# What you have to do:
Please report how many lines in the items below contain the word "patch". Matching is case-sensitive; give only the number.

# Data provided:
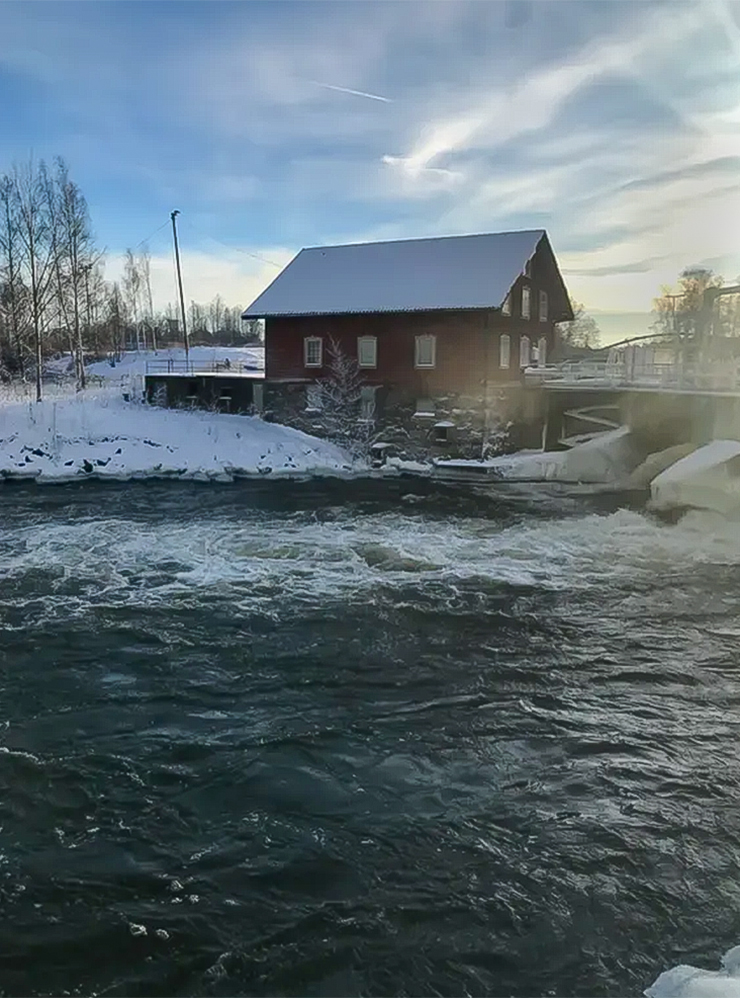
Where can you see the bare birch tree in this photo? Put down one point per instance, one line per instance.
(13, 290)
(37, 249)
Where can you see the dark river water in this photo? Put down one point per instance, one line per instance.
(363, 739)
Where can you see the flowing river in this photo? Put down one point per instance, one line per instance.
(376, 738)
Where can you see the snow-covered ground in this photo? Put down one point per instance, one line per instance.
(98, 434)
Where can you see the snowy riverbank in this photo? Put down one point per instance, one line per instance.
(99, 435)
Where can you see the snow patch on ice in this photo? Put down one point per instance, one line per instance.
(685, 981)
(99, 435)
(707, 479)
(610, 457)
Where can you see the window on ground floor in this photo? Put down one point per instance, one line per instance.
(424, 407)
(313, 351)
(367, 351)
(367, 403)
(542, 352)
(524, 351)
(426, 351)
(504, 353)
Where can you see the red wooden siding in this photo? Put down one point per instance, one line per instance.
(467, 344)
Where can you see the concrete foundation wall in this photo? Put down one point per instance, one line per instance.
(498, 419)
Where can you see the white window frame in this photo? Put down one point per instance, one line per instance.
(425, 409)
(526, 302)
(525, 351)
(370, 342)
(308, 342)
(426, 338)
(314, 397)
(542, 352)
(504, 352)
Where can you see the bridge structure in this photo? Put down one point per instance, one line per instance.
(665, 403)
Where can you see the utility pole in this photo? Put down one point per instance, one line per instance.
(173, 216)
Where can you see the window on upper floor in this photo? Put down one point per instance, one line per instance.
(314, 398)
(313, 351)
(504, 353)
(367, 351)
(526, 294)
(425, 354)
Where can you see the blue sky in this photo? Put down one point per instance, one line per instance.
(615, 125)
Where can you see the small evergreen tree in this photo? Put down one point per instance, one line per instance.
(342, 404)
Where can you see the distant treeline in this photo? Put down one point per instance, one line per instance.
(53, 294)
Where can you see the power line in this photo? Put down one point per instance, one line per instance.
(162, 226)
(255, 256)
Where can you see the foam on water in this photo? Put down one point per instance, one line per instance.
(118, 560)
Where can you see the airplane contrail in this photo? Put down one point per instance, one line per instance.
(357, 93)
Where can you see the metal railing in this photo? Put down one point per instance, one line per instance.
(243, 368)
(716, 376)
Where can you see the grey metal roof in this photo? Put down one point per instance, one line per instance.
(449, 272)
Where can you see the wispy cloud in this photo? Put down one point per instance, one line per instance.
(356, 93)
(613, 125)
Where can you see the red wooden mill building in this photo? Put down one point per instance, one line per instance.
(441, 329)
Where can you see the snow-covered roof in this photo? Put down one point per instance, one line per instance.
(449, 272)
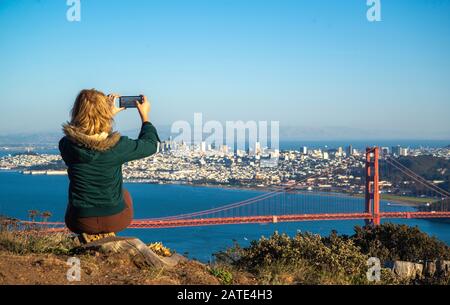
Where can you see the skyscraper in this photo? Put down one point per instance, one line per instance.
(350, 150)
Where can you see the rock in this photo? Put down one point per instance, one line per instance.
(443, 267)
(407, 269)
(139, 252)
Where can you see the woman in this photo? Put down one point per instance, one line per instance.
(98, 206)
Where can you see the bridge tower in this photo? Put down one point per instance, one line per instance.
(372, 185)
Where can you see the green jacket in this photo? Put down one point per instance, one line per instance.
(95, 167)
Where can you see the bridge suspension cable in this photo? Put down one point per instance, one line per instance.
(417, 178)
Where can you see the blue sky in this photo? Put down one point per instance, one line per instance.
(317, 66)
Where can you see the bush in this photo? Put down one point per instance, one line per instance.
(225, 276)
(390, 242)
(335, 257)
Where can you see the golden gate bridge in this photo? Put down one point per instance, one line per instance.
(291, 203)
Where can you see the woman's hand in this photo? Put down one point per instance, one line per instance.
(112, 97)
(143, 108)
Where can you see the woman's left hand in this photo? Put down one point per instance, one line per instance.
(112, 97)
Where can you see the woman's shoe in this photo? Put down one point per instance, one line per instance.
(87, 238)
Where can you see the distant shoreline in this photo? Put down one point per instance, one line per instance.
(407, 201)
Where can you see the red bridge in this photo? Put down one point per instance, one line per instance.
(292, 203)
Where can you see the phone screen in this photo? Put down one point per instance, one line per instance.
(129, 101)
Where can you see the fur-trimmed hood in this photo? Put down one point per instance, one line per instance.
(98, 142)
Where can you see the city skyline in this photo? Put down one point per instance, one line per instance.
(320, 68)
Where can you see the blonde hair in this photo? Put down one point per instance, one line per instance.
(92, 112)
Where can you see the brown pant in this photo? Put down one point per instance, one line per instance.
(103, 224)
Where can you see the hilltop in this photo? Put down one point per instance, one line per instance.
(407, 255)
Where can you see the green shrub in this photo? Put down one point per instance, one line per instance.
(390, 242)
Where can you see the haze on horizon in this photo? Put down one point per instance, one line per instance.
(319, 67)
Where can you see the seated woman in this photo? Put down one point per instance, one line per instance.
(98, 206)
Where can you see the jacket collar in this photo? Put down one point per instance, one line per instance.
(99, 142)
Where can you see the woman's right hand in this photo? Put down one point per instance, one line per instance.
(143, 108)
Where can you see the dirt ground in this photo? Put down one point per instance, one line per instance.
(102, 270)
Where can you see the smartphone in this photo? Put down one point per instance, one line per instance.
(130, 101)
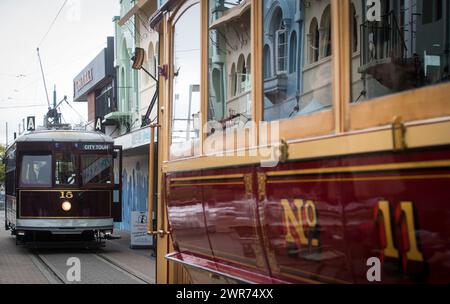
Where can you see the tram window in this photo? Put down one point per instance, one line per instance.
(36, 171)
(229, 92)
(297, 58)
(65, 169)
(96, 169)
(403, 45)
(9, 182)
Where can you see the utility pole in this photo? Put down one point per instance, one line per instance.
(43, 78)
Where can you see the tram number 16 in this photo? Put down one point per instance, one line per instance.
(65, 194)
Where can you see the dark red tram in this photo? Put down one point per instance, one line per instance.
(61, 182)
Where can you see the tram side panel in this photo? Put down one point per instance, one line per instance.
(399, 214)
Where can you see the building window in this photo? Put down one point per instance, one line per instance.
(65, 168)
(281, 50)
(228, 52)
(313, 41)
(406, 50)
(293, 89)
(325, 30)
(293, 53)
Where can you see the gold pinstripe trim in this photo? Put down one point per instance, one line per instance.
(366, 168)
(209, 177)
(356, 179)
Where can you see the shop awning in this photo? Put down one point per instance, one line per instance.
(133, 11)
(232, 13)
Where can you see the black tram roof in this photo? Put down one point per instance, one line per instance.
(65, 136)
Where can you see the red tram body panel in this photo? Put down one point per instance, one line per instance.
(317, 220)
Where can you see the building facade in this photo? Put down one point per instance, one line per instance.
(135, 91)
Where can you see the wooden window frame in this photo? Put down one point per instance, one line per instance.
(344, 118)
(172, 20)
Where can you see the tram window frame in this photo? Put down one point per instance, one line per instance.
(409, 105)
(77, 168)
(193, 146)
(94, 184)
(244, 135)
(49, 164)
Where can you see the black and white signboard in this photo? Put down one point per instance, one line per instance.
(31, 123)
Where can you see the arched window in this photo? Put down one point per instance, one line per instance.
(293, 53)
(151, 60)
(325, 27)
(313, 43)
(242, 73)
(267, 62)
(156, 59)
(279, 33)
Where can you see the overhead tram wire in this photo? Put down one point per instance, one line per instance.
(48, 31)
(53, 23)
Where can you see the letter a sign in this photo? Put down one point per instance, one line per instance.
(31, 123)
(98, 124)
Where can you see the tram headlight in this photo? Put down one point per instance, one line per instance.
(66, 206)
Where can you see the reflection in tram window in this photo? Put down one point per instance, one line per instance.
(229, 98)
(297, 58)
(96, 169)
(36, 171)
(65, 169)
(186, 81)
(402, 45)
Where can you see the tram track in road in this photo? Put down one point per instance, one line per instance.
(95, 267)
(122, 267)
(47, 269)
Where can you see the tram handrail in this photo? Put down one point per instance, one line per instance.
(151, 181)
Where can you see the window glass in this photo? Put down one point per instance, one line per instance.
(297, 58)
(65, 169)
(10, 184)
(186, 80)
(36, 171)
(229, 64)
(96, 169)
(402, 45)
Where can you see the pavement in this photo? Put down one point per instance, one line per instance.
(116, 263)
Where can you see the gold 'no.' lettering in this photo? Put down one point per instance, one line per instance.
(67, 194)
(413, 252)
(307, 211)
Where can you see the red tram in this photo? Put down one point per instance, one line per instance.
(61, 182)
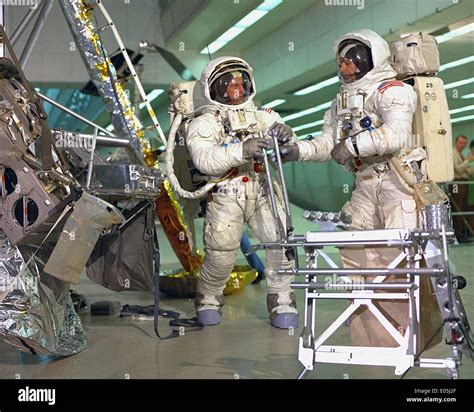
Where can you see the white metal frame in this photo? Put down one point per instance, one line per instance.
(314, 350)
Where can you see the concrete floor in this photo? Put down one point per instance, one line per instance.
(243, 346)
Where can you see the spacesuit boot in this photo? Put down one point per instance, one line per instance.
(282, 310)
(208, 309)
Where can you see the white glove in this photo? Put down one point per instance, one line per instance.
(281, 131)
(254, 147)
(341, 154)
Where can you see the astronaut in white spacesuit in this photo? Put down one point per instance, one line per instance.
(226, 143)
(368, 123)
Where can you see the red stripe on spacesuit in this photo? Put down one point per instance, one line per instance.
(385, 86)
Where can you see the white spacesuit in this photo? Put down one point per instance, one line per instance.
(368, 123)
(225, 143)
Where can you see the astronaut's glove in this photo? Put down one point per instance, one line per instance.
(254, 147)
(341, 154)
(289, 153)
(281, 131)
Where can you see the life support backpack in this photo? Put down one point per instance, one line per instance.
(416, 60)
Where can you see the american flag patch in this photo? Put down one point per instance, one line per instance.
(384, 86)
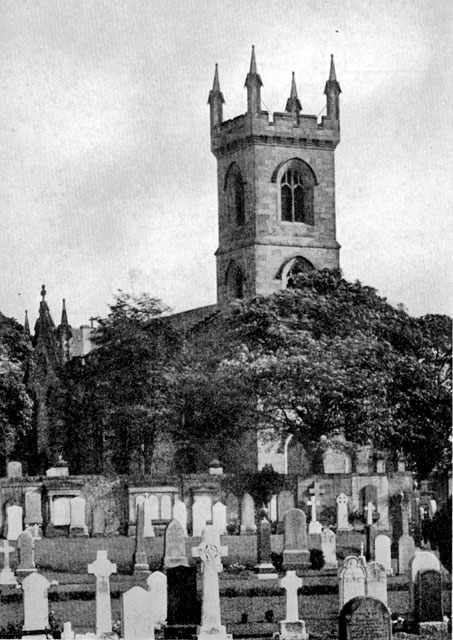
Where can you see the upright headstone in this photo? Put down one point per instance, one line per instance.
(365, 618)
(175, 546)
(376, 581)
(102, 568)
(295, 553)
(210, 552)
(342, 512)
(26, 547)
(140, 557)
(248, 524)
(352, 581)
(329, 548)
(292, 628)
(264, 568)
(180, 514)
(137, 614)
(78, 525)
(35, 588)
(219, 517)
(14, 515)
(157, 586)
(148, 529)
(428, 596)
(98, 529)
(6, 574)
(382, 552)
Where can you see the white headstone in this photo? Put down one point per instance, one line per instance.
(137, 618)
(376, 581)
(180, 514)
(78, 519)
(102, 568)
(352, 581)
(157, 586)
(36, 604)
(14, 516)
(148, 529)
(342, 512)
(210, 553)
(219, 517)
(329, 548)
(6, 574)
(382, 552)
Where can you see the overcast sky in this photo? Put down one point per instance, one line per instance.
(106, 177)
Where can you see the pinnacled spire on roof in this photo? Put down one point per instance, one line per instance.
(253, 83)
(293, 104)
(216, 100)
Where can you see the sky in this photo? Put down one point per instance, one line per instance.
(107, 181)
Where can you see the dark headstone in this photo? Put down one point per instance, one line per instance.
(365, 619)
(428, 596)
(183, 604)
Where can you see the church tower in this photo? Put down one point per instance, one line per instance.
(276, 189)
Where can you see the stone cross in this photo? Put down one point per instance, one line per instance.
(6, 575)
(291, 583)
(370, 508)
(102, 568)
(210, 552)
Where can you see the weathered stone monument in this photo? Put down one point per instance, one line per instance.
(364, 618)
(264, 567)
(295, 554)
(6, 574)
(175, 546)
(26, 547)
(292, 628)
(210, 552)
(102, 568)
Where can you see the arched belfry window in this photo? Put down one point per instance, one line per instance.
(234, 281)
(234, 186)
(296, 183)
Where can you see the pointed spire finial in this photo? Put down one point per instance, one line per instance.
(293, 104)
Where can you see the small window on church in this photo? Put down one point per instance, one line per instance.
(296, 195)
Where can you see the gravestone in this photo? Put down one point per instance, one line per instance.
(376, 581)
(6, 574)
(248, 524)
(156, 584)
(210, 552)
(14, 522)
(382, 552)
(175, 546)
(180, 514)
(148, 514)
(35, 588)
(232, 505)
(98, 529)
(26, 547)
(78, 525)
(102, 568)
(264, 568)
(295, 553)
(285, 502)
(219, 517)
(364, 618)
(329, 549)
(352, 581)
(428, 596)
(342, 513)
(137, 614)
(33, 507)
(14, 469)
(140, 556)
(292, 628)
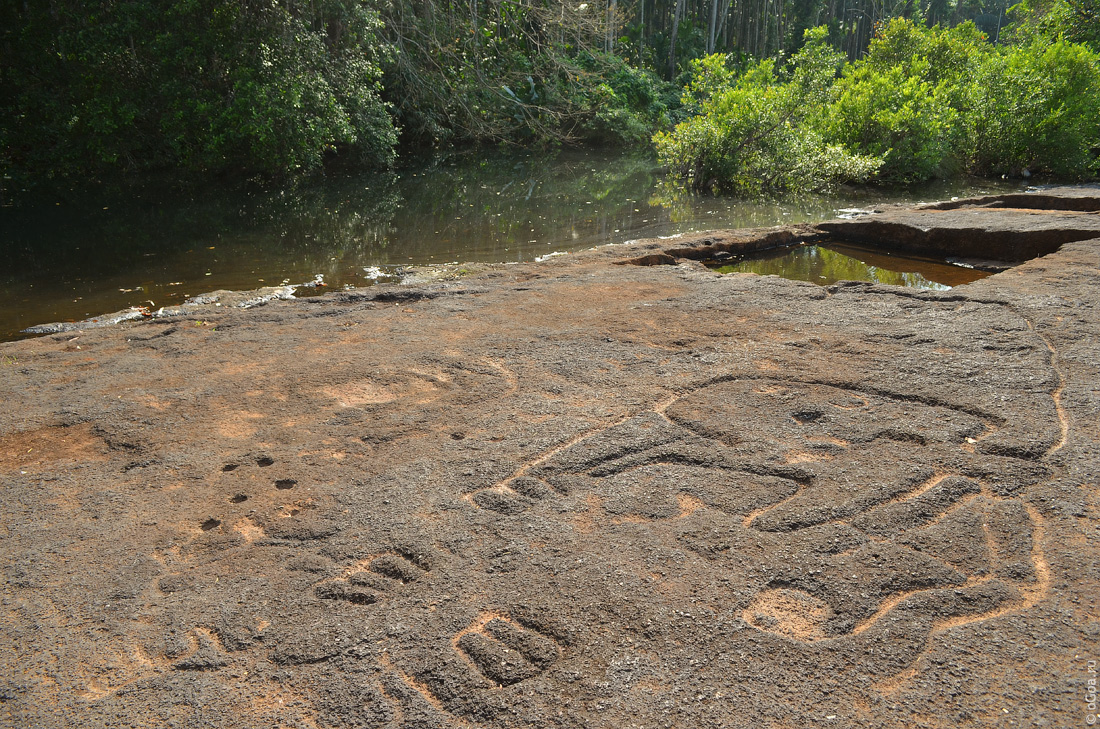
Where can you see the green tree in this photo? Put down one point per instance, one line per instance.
(210, 85)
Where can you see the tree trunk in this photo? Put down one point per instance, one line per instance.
(713, 28)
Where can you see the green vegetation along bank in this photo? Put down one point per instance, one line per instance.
(743, 95)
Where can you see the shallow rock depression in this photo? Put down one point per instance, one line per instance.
(572, 494)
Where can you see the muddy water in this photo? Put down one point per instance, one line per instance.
(828, 263)
(80, 253)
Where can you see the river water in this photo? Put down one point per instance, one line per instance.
(80, 253)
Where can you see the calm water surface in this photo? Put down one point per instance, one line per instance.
(828, 263)
(78, 254)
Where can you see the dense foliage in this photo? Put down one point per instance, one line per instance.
(922, 103)
(769, 94)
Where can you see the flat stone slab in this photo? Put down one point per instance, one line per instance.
(567, 494)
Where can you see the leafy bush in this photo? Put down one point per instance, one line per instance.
(923, 103)
(209, 85)
(1037, 108)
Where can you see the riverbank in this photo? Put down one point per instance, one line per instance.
(601, 489)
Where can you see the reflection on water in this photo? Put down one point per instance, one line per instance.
(829, 263)
(84, 253)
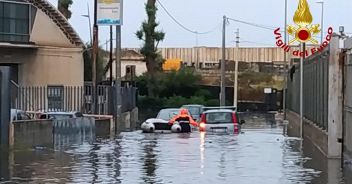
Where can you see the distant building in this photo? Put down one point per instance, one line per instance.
(131, 62)
(40, 45)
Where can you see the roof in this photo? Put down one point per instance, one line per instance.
(170, 109)
(56, 16)
(14, 45)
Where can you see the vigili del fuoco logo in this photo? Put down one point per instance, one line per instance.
(303, 32)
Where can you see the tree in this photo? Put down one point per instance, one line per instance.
(64, 8)
(151, 39)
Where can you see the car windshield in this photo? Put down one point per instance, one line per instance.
(218, 117)
(193, 110)
(167, 114)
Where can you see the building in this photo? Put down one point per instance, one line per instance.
(130, 60)
(40, 45)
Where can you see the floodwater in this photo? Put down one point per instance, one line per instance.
(263, 154)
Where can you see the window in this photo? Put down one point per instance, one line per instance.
(55, 98)
(15, 21)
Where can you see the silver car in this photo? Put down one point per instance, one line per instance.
(161, 122)
(220, 121)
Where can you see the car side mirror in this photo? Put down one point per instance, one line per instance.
(242, 122)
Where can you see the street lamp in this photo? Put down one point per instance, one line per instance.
(286, 68)
(90, 25)
(322, 21)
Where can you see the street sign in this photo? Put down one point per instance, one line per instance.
(267, 90)
(109, 12)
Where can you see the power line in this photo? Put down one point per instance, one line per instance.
(253, 24)
(257, 43)
(184, 27)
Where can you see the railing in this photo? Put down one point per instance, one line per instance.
(71, 98)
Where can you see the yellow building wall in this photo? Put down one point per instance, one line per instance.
(52, 66)
(172, 64)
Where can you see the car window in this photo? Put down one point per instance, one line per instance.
(193, 110)
(43, 116)
(25, 116)
(78, 115)
(219, 117)
(167, 114)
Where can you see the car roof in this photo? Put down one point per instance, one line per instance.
(218, 110)
(193, 105)
(170, 109)
(60, 113)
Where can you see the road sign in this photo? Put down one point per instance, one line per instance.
(109, 12)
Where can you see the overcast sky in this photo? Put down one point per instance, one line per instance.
(205, 15)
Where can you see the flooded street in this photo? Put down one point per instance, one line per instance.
(261, 154)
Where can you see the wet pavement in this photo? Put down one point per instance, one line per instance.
(263, 154)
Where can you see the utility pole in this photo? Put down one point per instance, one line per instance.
(235, 89)
(238, 38)
(223, 87)
(118, 74)
(286, 68)
(322, 21)
(197, 61)
(303, 49)
(94, 57)
(110, 59)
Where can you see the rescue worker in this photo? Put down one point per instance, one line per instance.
(183, 116)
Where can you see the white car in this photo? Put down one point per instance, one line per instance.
(161, 122)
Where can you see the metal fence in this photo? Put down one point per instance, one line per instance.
(71, 98)
(315, 89)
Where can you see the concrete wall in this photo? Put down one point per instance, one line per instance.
(315, 135)
(27, 134)
(52, 66)
(129, 121)
(104, 127)
(51, 60)
(141, 68)
(331, 146)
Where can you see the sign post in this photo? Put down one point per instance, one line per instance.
(110, 14)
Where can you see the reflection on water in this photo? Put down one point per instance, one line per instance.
(262, 154)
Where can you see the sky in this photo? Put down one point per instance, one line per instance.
(206, 15)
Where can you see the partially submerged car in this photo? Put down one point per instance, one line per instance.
(161, 122)
(60, 115)
(195, 110)
(222, 120)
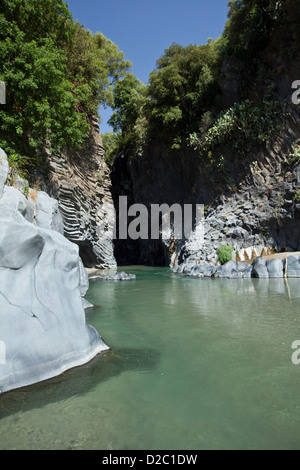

# Reply to the exercise:
2